■ Problem: Please count the lines below that contain the string "jersey", matching case exactly, and reply with only the number.
————————
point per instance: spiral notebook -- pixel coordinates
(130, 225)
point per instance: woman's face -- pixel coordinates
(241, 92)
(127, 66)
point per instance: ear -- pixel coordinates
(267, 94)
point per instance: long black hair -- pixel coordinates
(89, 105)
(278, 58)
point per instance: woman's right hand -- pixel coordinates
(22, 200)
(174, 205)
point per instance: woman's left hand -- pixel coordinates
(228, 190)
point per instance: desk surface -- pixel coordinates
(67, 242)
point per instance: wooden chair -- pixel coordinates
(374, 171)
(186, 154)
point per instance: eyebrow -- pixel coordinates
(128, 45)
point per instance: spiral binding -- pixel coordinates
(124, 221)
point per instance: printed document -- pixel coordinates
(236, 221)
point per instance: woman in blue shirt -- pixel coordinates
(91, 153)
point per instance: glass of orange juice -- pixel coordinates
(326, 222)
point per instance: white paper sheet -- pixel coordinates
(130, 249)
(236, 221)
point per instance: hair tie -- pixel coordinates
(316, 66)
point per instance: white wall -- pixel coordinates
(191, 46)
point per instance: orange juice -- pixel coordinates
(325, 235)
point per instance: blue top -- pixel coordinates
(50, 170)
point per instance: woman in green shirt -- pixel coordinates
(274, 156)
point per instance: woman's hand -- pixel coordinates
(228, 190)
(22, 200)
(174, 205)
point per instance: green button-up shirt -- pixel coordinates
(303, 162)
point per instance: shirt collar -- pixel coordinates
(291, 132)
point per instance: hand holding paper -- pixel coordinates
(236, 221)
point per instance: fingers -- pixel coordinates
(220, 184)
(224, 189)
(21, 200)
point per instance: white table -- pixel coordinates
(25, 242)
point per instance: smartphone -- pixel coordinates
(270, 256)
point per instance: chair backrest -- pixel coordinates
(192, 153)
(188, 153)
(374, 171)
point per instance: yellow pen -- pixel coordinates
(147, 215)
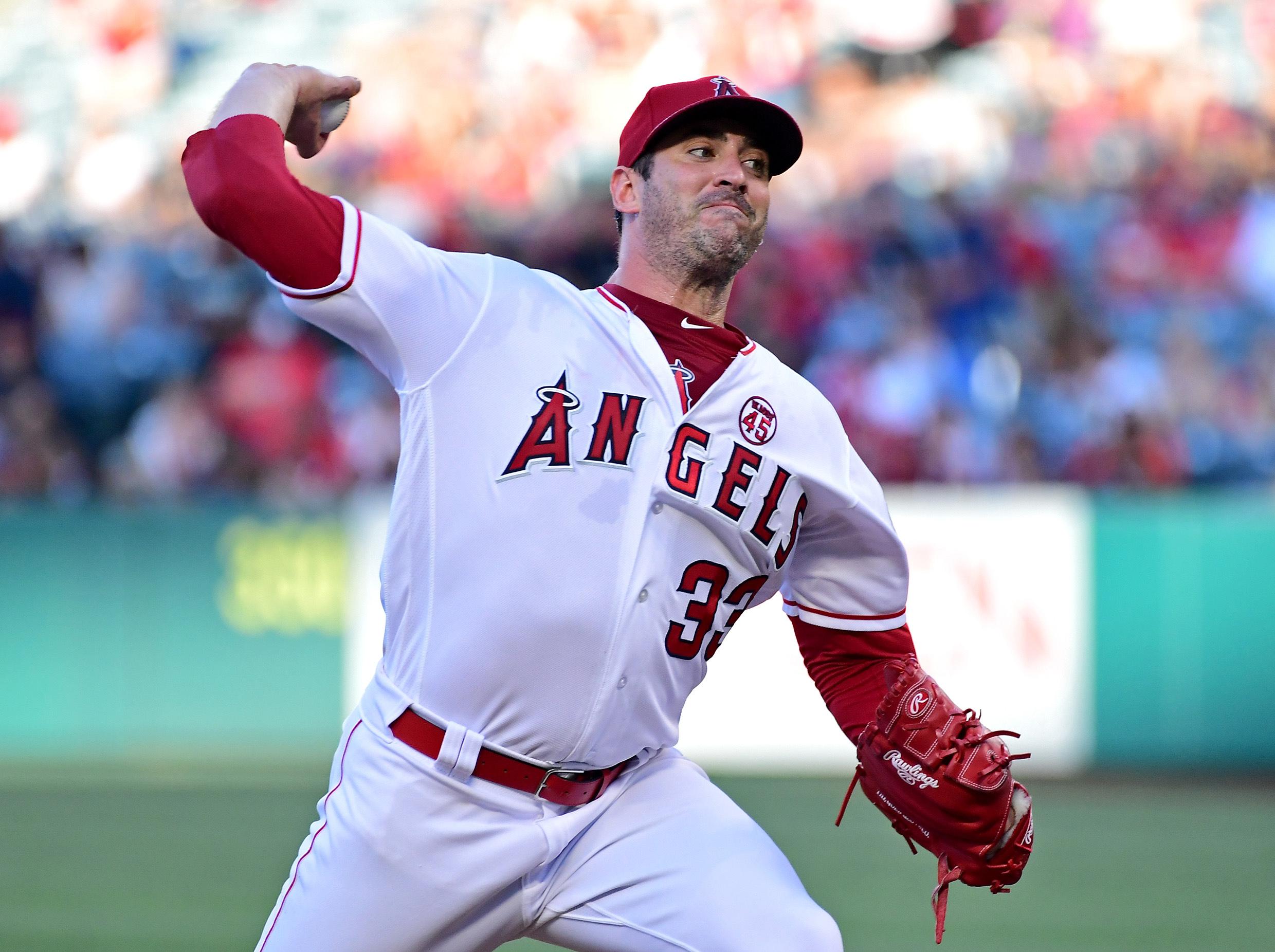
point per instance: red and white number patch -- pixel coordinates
(758, 421)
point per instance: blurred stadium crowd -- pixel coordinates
(1027, 241)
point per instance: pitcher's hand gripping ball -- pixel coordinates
(944, 782)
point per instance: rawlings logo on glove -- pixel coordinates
(944, 782)
(909, 773)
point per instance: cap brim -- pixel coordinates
(776, 131)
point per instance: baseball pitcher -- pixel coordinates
(593, 487)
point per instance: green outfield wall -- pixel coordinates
(218, 630)
(157, 631)
(1185, 631)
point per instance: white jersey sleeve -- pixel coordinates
(849, 569)
(400, 304)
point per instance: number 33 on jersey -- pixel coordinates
(601, 541)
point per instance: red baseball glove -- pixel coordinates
(944, 782)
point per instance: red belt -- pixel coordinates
(567, 788)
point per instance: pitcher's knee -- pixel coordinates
(813, 931)
(795, 928)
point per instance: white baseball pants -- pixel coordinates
(412, 855)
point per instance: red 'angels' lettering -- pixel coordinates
(615, 429)
(689, 482)
(546, 439)
(783, 552)
(761, 528)
(736, 478)
(703, 612)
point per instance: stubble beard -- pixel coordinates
(691, 253)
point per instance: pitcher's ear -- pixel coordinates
(624, 190)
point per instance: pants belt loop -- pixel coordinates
(458, 755)
(467, 757)
(450, 748)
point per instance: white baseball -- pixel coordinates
(332, 114)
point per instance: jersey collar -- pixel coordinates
(676, 320)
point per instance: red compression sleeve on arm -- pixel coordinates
(847, 668)
(241, 188)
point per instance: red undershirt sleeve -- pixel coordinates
(848, 667)
(241, 188)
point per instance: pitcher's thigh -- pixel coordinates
(675, 865)
(399, 862)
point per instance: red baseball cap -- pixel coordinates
(776, 131)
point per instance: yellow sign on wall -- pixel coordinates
(286, 578)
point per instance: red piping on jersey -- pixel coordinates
(614, 302)
(296, 870)
(359, 244)
(848, 617)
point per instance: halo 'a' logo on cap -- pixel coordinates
(724, 87)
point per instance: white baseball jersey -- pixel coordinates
(568, 548)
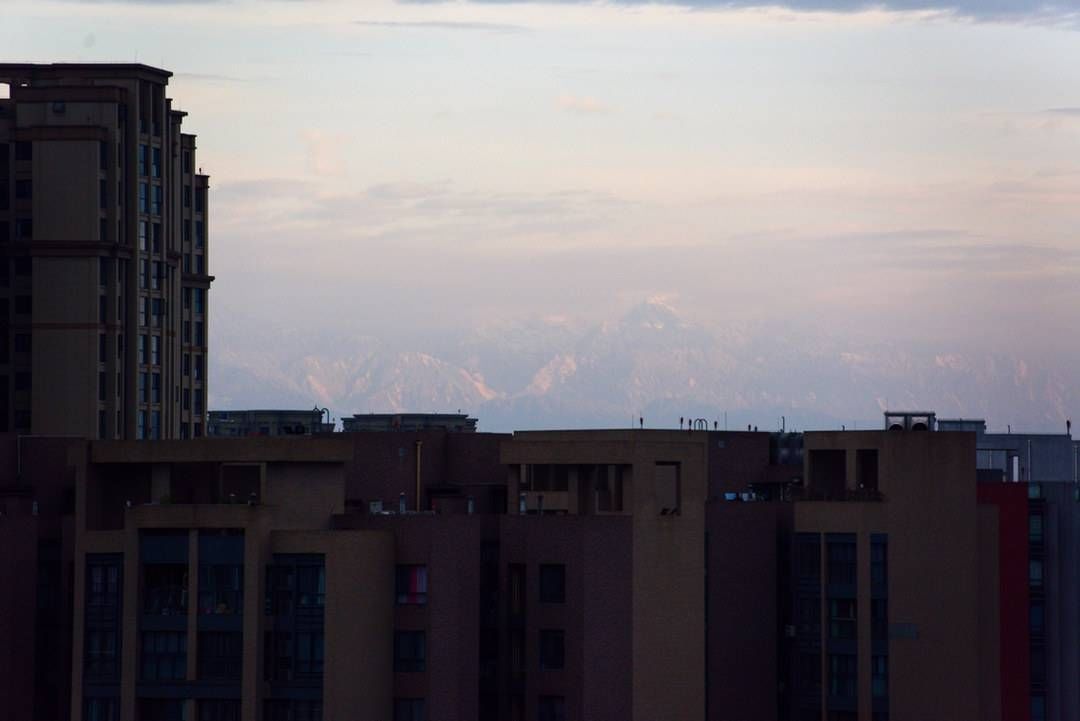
————————
■ Complete answer: 5